***** Supplied material

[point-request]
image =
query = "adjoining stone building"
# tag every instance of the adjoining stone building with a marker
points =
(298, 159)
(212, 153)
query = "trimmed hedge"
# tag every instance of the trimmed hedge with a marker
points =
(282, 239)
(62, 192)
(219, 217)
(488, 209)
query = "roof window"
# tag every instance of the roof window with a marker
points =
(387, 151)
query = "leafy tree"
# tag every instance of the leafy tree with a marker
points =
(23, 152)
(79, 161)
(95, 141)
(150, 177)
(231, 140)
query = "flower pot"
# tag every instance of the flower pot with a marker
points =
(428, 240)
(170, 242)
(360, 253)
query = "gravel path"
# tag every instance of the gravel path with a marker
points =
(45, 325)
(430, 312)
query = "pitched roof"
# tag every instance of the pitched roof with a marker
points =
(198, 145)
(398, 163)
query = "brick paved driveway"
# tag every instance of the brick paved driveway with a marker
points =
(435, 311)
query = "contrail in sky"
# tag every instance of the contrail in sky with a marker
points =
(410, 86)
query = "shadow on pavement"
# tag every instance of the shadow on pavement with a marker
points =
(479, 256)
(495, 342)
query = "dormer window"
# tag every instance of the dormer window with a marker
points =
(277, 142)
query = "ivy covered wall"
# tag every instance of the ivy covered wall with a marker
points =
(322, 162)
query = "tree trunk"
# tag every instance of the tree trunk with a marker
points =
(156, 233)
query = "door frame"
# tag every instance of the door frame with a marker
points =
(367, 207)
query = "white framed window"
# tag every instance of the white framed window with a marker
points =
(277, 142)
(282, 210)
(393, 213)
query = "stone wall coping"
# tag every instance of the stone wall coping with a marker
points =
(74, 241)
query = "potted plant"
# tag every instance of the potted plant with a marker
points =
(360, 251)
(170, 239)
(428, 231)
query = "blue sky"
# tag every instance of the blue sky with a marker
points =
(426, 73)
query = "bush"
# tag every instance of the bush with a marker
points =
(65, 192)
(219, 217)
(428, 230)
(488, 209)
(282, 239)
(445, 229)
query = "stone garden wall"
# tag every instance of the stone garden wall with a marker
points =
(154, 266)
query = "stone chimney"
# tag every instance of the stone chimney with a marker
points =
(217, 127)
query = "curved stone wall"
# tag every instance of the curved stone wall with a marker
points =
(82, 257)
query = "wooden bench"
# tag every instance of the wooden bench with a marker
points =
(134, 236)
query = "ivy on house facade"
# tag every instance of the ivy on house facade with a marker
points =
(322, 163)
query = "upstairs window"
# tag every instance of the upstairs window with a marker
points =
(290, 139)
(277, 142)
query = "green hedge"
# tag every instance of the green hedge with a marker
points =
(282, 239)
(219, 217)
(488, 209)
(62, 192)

**********

-- The problem --
Restate all of the entries exactly, please.

-- Correct output --
[point-request]
image =
query = "adjoining stone building"
# tag every instance of the adjoining stone building with a marker
points =
(298, 159)
(212, 153)
query = "trimmed hedge"
# tag every instance of the trimmed hedge with a marker
points =
(282, 239)
(62, 192)
(219, 217)
(488, 209)
query = "roof window"
# tag every instance of the roof window with a marker
points =
(387, 151)
query = "leafy tree"
# tag every instance of the leafy tree with a marker
points =
(23, 152)
(79, 161)
(95, 141)
(150, 177)
(231, 140)
query = "flower pot"
# tag every instance of the flower pot with a marker
points =
(428, 240)
(170, 242)
(360, 253)
query = "gravel path"
# tag every instance of the gravel path with a marker
points =
(45, 325)
(430, 312)
query = "pitched roof"
# tag every instance of the pitched roof with a marker
points =
(198, 145)
(398, 163)
query = "brick paved driveway"
# tag every instance of the brick paved driveway with a marker
points =
(435, 311)
query = "contrail in sky"
# tag every instance of the contrail in sky with a marker
points =
(410, 86)
query = "shadow on pavement"
# tag every instance of the shadow on pavement with a marker
points =
(479, 256)
(495, 342)
query = "dormer window"
# tag every instance of the dormer window with a marker
points =
(277, 142)
query = "ivy covered wall"
# tag every instance of the ivy covered wall with a marker
points =
(322, 162)
query = "tree trunk"
# tag every instance of the tree trunk with a marker
points =
(156, 233)
query = "door frame"
# tag every instance of the door frame with a marker
points =
(367, 207)
query = "white framed window"
# tag every instance of the white framed window with a marker
points =
(277, 142)
(282, 210)
(393, 213)
query = "stone wall coping"
# tag every instance of the stone wall coping with a marker
points =
(74, 241)
query = "potted plant"
# tag every instance of the potted plant with a marker
points =
(360, 251)
(170, 239)
(428, 231)
query = "blue sky"
# tag every instance of the blue sky with a marker
points =
(426, 73)
query = "bush"
# tag every instance of the bush with a marker
points =
(65, 192)
(219, 217)
(428, 230)
(488, 209)
(282, 239)
(445, 229)
query = "stone garden wall"
# tag every instance of the stone garden wall with a marker
points =
(154, 266)
query = "stone chimney"
# tag every instance of the stone chimney with a marker
points =
(217, 127)
query = "curved stone wall"
# tag every instance of the curved stone wall with a marker
points =
(82, 257)
query = "wooden bench"
# tag every instance of the wooden bench with a marker
points =
(134, 236)
query = "ivy on house facade"
# tag every instance of the ivy on house facade with a marker
points =
(322, 163)
query = "upstairs window"
# tag every instance of the upstairs window with a marker
points =
(290, 139)
(277, 142)
query = "green hedge"
# tag every instance of the green hedge with a marker
points =
(282, 239)
(219, 217)
(488, 209)
(62, 192)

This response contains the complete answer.